_TASK BRIEF_.
Nothing other than the lines from the one containing "the suv window" through the close of the entries below should be printed, each exactly.

━━ THE RECORDS

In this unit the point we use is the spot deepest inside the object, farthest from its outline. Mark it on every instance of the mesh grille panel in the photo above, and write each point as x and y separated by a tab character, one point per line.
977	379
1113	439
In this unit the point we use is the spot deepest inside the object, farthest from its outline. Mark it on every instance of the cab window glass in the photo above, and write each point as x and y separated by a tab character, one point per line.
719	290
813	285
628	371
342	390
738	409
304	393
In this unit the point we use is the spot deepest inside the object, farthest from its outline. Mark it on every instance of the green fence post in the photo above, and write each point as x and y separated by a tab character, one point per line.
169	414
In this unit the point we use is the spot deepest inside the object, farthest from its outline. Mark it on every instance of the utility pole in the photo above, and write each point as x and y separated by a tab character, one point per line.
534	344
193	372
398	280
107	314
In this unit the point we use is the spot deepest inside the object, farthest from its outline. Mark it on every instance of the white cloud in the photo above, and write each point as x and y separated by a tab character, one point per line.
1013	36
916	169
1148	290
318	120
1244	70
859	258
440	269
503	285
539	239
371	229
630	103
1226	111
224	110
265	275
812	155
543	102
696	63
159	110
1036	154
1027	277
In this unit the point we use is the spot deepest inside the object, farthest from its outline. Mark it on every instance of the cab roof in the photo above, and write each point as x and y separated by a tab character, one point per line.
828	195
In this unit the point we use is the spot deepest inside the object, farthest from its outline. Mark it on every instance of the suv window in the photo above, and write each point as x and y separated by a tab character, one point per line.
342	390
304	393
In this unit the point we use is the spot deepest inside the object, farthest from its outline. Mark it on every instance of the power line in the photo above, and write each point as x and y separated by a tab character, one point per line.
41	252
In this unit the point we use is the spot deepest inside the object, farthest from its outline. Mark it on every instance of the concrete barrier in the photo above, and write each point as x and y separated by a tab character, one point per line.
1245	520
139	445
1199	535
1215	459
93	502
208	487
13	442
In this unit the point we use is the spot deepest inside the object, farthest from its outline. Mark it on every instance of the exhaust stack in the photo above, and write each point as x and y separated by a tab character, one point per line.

━━━━

_WRITTEN ANSWER_.
In this unit the point we use is the spot deepest inside the object, farthest from its outline. Mark it on every instance of the suv window in the photo above, and write each point as x and y separated by a tab character, one point per line.
342	390
304	393
In this unit the point we use is the spot deepest inside the object, farthest from its outline. Mark it on every instance of the power line in the photo above, and write each point as x and y separated by a tab character, one point per line.
41	252
In this unit the point we use is the spot deepest inside the object, farthest from its outline. Mark it on every instance of the concrete barrier in the photo above, and write each point as x and y separated by a tab character, one point per line.
1245	520
139	445
1199	535
1215	459
93	502
208	487
13	442
In this unit the point we use is the spot deepest inside the object, farthest from its outline. Mark it on every instance of the exhaust stack in the photo above, and write each point as x and y separated by a tab character, one point per line.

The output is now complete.